§ **THE TASK**
Reproduce each of the following records verbatim, keeping every line and character unchanged.

[begin DATA SECTION]

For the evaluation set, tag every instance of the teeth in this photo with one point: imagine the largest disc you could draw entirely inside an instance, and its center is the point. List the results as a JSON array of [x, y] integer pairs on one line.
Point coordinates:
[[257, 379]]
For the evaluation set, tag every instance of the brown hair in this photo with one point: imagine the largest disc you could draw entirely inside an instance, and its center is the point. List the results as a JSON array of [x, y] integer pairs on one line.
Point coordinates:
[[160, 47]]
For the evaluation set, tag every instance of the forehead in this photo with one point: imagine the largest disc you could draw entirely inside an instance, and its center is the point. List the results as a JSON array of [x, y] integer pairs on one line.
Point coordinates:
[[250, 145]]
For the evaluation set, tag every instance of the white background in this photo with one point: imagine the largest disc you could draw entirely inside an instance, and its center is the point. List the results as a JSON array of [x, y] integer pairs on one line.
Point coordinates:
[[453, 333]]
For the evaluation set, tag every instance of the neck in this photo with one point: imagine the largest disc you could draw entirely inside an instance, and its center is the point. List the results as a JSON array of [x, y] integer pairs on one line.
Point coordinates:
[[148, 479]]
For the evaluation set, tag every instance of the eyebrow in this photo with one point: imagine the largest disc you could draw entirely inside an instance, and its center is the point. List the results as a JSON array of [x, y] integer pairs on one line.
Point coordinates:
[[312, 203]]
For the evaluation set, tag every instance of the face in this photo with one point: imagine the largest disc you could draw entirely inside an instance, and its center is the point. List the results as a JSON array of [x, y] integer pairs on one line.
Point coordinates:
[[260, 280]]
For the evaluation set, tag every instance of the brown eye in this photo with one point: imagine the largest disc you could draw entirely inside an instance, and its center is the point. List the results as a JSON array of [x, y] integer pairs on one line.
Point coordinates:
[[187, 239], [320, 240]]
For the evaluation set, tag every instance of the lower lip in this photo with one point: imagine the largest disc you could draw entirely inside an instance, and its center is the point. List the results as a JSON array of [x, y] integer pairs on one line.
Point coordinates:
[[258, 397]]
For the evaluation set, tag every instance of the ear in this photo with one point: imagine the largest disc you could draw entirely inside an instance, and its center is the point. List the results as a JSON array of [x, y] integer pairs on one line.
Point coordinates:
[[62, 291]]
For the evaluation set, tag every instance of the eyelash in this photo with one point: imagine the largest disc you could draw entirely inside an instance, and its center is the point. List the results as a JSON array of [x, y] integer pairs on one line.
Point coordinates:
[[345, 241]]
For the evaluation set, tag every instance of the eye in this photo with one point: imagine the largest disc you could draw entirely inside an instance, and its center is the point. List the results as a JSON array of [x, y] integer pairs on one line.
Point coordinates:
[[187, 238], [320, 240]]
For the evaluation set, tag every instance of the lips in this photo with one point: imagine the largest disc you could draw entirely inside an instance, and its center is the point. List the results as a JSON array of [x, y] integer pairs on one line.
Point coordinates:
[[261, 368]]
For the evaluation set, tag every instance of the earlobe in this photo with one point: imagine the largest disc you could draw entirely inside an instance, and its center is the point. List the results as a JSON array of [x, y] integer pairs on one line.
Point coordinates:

[end DATA SECTION]

§ **TASK ANSWER**
For the evaluation set, tag every instance of the teeth in this photo with one point: imagine the largest disc you could draw entirely inside an instance, and its center is the point. List the results as a JSON array of [x, y] integer pairs on one line.
Point coordinates:
[[257, 379]]
For the evaluation set, tag every instance of the brown hair in this photo with one point: imagine the largest disc you could draw entirely inside an instance, and its center is the point. List the results as a JSON array of [x, y] integer pairs on one line.
Point coordinates:
[[160, 47]]
For the evaluation set, tag every instance of the forehead in this photo with one point: imagine the largest disc you could draw entirely inside an instance, and its center is the point. List the results as a JSON array of [x, y] integer pairs on one line.
Point coordinates:
[[250, 145]]
For the evaluation set, tag every instance of the white background in this photo with one point: imagine the largest disc you could draw entirely inside an instance, and its center is the point. List the results as a JSON array of [x, y] integer pairs on one line.
Point coordinates:
[[453, 333]]
For the evaluation set, tag every instance of the neck in this photo with one point: imagine the largest disc you could draw entirely inside an instance, and its center is the point. List the results as a JSON array of [x, y] integer pairs on one line.
Point coordinates:
[[148, 479]]
For the evaluation set, tag every instance of the eyebrow in this photo with one point: imagine the largest disc you could draw entirely inside an instance, and its center is the point. List the results as a JSON array of [x, y] integer pairs on one line.
Point coordinates:
[[312, 203]]
For the evaluation set, tag every instance of the face in this photo with one point: imagine the largest disc you could draw entirely inside an instance, and its center is the point. List the results as a JSON array of [x, y] integer pairs on one line.
Point coordinates:
[[260, 280]]
For the evaluation set, tag every instance of the brown eye in this photo with one point: imagine the largest disc you could draw entirely inside an instance, and its center is the point. List the results as a JSON array of [x, y] integer pairs on one line.
Point coordinates:
[[187, 239], [320, 240]]
For the evaluation set, tag every instance of the lower lip in this photo with one point: imagine the largest disc you could draw entirely inside an instance, and its center is the point. List the results as a JSON array of [x, y] integer pairs on one line.
Point coordinates:
[[258, 397]]
For the evaluation set, tag every instance of the ear in this photo with one point: imagine the largest disc you could draw entirely inside an instance, and its center is the point. List the results as a JSON array of [x, y] integer pairs on one line.
Point coordinates:
[[62, 291]]
For the evaluation set, tag every instance of the eyelash in this photo with one point: imagine the largest disc you could draw entirely inside an instance, and its center is the point. List the results as a JSON array of [x, y] integer pairs on one line.
Point coordinates:
[[345, 241]]
For the evaluation set, tag every instance of the eye in this photo with one point: imagine the largest disc you could draw entirely inside an instance, and its center is the point. List the results as a JSON array of [x, y] integer pairs on one line.
Point coordinates:
[[187, 238], [320, 240]]
For the evaluation set, tag every instance of the lips in this photo with one point: imagine the largest disc you could draw entirely inside an instance, and its center is the point. List the results as a JSON array of [x, y] integer pairs on one line.
Point coordinates:
[[261, 368]]
For the evaluation set, tag every instance of the earlobe in this photo with one point: imagine the largest disc you could draw entirely inside an instance, and its center is the point. List the results as a JSON array of [x, y] integer pairs on one line.
Point coordinates:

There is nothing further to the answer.